● EXERCISE PASSAGE
════════

NEW YORK, Feb 11 - While Celera's scientists have refocused their efforts from human genome sequencing to the challenges of functional genomics, applied genomics, and proteomics, the Human Genome Project's army of scientists plans to continue sequencing the genome, a task that could take another two years.
Celera's scientists write in their paper on the sequence of the genome, which is to be published in Science February 16, that the clear next step is to "define the complexity that ensues when this relatively modest set of 30,000 genes is expressed." The human genome project will publish its papaers in Nature on February 16, while the public and private efforts will hold a joint press conference to discuss their findings in Washington on Monday.
Recently, Celera undertook several collaborations aimed at attacking this broader problem of complexity, including a collaboration with Compaq and Sandia Laboratories to develop a life sciences computer and a collaboration with the Institut de Recherche Pierre Fabre in France to analyze how particular genetic variations impact breast cancer treatments. And Celera also launched a massive effort aimed at sequencing the human proteome.
The Genome Project researchers, however, believe that their clear next step is to finish the work they started, and complete a finished copy of the Human Genome by 2003.
"We got the low hanging fruit of the genome," said Robert Waterston, director of the Washington University Genome Sequencing Center and one of the Genome Project's key authors on the paper. "Ninety percent is plenty good enough to give us good insight into the overall composition of the human genome. But we didn't start out to have our project end in a draft sequence."
Currently, 95 percent of the genome has been sequenced in some form, Waterston said. But there are still gaps.
"The last four percent is the hardest to estimate, because we don't really have it in hand," he said.
Some of this DNA has been so far impossible to clone in BACs. This problem is nothing new, as scientists sequencing the C. Elegans worm found that up to 20 percent of its DNA resisted cloning in BACs, Waterston said. The researchers tried yeast clones for these regions with success, but this method may not work for the human genome.

════════

● ACTIVITY
Continue the news report on the genome sequencing efforts, picking up after its final sentence.

════════

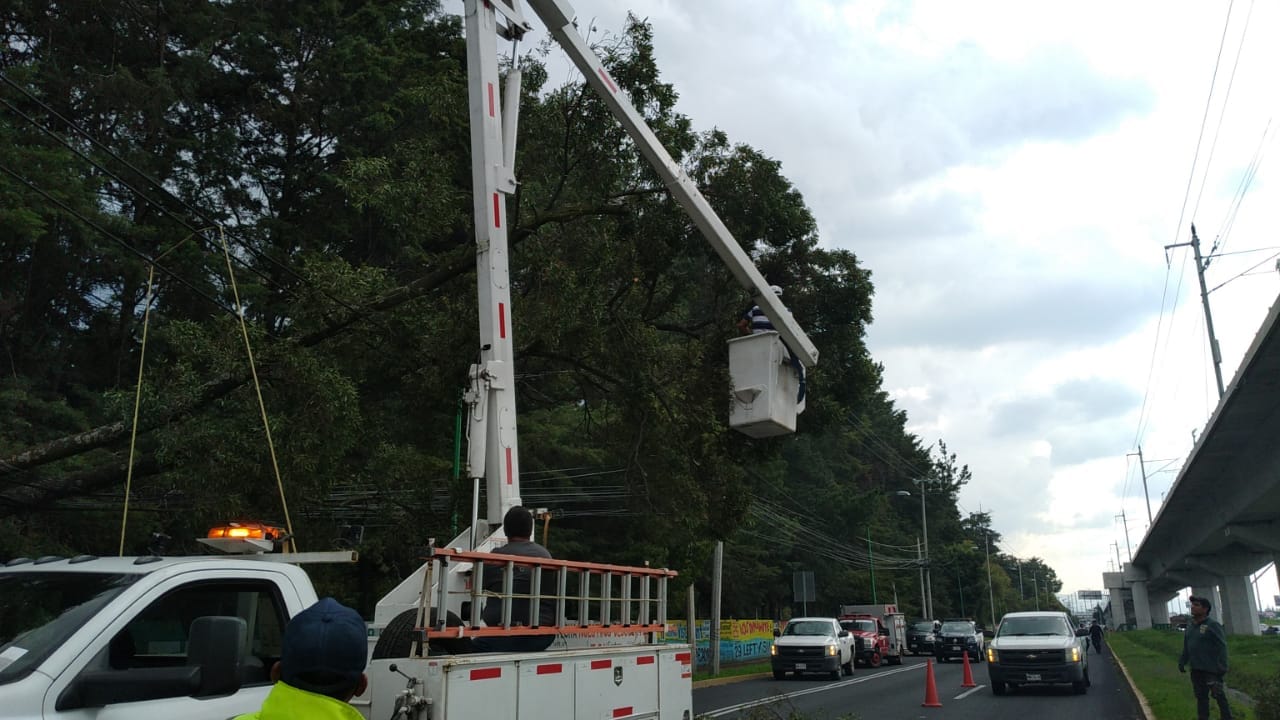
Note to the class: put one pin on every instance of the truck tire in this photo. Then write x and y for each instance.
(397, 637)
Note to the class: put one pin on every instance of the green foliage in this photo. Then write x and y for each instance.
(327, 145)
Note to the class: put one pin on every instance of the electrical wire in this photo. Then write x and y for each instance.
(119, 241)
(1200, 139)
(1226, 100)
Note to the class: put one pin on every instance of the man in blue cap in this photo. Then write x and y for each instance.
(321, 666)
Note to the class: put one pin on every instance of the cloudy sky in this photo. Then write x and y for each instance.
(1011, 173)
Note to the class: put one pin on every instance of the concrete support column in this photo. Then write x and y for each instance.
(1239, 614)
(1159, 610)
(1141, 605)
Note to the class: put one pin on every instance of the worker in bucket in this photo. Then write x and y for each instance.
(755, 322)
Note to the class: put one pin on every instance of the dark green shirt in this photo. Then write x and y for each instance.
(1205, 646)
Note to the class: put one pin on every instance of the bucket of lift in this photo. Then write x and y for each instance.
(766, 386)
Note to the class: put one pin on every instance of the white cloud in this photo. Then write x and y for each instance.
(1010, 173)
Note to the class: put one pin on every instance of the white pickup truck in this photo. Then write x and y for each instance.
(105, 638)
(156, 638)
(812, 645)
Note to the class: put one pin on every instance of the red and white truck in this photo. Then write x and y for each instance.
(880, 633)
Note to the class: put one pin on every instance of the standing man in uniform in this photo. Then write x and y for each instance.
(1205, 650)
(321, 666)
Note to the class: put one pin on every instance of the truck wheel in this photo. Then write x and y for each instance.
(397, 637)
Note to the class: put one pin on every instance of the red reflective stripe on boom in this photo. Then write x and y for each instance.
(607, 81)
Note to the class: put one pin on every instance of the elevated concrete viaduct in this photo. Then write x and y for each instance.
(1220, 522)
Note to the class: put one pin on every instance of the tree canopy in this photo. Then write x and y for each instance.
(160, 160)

════════

● ANSWER BELOW
Aside from this cloning problem, the most difficult regions remaining to be sequenced and mapped include long "repeats," or sections of the genome that involve either repeated nucleotide sequences such as CACACA..., repeated sequences interspersed within other sections of code, blocks of 10 to 300 kilobases that have been copied from one region of the genome to another, and tandem repeat sequences at the telomerase, centromeres and extrachromosomal DNA.
The Washington University Sequencing Center just finished the Y chromosome, and in doing so, "we learned a lot of things about how to finish nasty repeats," said Rick Wilson, co-director of the center. The two upper branches of the chromosome contain long inverted repeat sequences of up to a half megabase, or four BACs long, that seem to mirror one another, Wilson said. In order to determine where each long repeat went, the sequencers at Washington University had to painstakingly sequence entire clones, to find the one in 50,000 bases in which these repeats differed.
This fine-tooth comb sequencing will continue, with a mix of bench work and computer work, Wilson said. Computer tools include a program called Prefinish that sorts out unfinished clones as to degree of difficulty, then assigns them to a person with appropriate skill level. The sequencing centers will also use Phrap and other finishing tools they develop.
Eventually, some researchers may want to finish the genome to a greater extent than others, Waterston predicted. "There may be a separation [between researchers] depending on how anal-compulsive people are," he said. "We had the same thing in the worm, where it is increasingly exhausting to get the last little bits."